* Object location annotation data
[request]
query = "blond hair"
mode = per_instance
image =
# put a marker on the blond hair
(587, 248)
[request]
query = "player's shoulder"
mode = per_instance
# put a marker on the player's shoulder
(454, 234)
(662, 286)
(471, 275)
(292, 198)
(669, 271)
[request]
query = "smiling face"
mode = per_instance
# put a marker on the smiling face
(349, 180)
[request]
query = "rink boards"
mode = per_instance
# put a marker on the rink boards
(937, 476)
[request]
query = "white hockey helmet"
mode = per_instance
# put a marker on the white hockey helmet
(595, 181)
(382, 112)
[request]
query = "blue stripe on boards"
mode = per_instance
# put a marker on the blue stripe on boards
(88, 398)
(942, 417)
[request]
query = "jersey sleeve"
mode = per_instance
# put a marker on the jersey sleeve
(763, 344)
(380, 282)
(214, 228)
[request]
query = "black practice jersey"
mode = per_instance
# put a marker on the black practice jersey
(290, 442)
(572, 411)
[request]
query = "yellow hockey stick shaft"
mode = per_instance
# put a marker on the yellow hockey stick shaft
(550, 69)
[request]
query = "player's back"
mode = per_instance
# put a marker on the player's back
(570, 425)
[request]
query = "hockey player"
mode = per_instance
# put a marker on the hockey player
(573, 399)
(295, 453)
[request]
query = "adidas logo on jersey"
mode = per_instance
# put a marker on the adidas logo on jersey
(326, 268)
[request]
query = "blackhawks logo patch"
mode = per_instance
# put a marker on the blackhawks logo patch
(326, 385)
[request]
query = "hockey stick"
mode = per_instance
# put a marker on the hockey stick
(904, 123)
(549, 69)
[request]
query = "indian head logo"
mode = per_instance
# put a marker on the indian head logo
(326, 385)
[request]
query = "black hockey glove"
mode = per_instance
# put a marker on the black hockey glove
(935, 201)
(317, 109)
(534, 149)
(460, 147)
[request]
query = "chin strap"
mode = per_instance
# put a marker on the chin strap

* Problem to work on
The records above should be repeated in full, exactly as given.

* Expected answer
[request]
query = "blond hair"
mode = per_instance
image =
# put a marker on the blond hair
(587, 248)
[request]
query = "player's shoulder"
mode = per_instance
# put a marker on the player's shoulder
(454, 234)
(662, 286)
(471, 275)
(292, 198)
(669, 271)
[request]
query = "smiling face"
mode = per_instance
# put a marker on the smiling face
(349, 180)
[request]
query = "rink boards"
mode = per_instance
# put a marker on the rink boards
(937, 476)
[request]
query = "white hockey helmet"
mode = per_instance
# put a marker on the white hockey helmet
(595, 181)
(382, 112)
[request]
query = "blue stripe on boards"
mode = per_instance
# put a marker on the blue stripe on boards
(88, 398)
(942, 417)
[request]
query = "jersey sleeve"
mode = per_instance
# put a marker on the jersey sleeve
(763, 344)
(380, 282)
(214, 228)
[request]
query = "black practice jersey"
mode = per_instance
# put a marker on the black practice jersey
(290, 442)
(572, 411)
[request]
query = "yellow hockey stick shaft"
mode = per_instance
# put a marker on the yellow hockey stick shaft
(550, 69)
[request]
query = "player's back"
mode = per_instance
# put a marker on the player's back
(570, 425)
[request]
query = "hockey player"
mode = per_instance
# put a marker on the hockey player
(573, 399)
(295, 453)
[request]
query = "adidas logo on jersey"
mode = per_instance
# put a marker on the adidas logo on jersey
(326, 268)
[request]
query = "blackhawks logo patch"
mode = per_instance
# put a marker on the blackhawks logo patch
(326, 385)
[request]
query = "hockey stick"
mode = per_instance
# put a marker on the hockey stick
(904, 123)
(549, 69)
[request]
query = "indian head logo"
mode = per_instance
# put a marker on the indian head logo
(326, 385)
[request]
query = "black hockey glove"
mode = per_instance
# put a marker on the black hockey glove
(935, 201)
(317, 109)
(534, 149)
(460, 147)
[request]
query = "chin strap"
mode = per_instance
# put a marker on the chin strap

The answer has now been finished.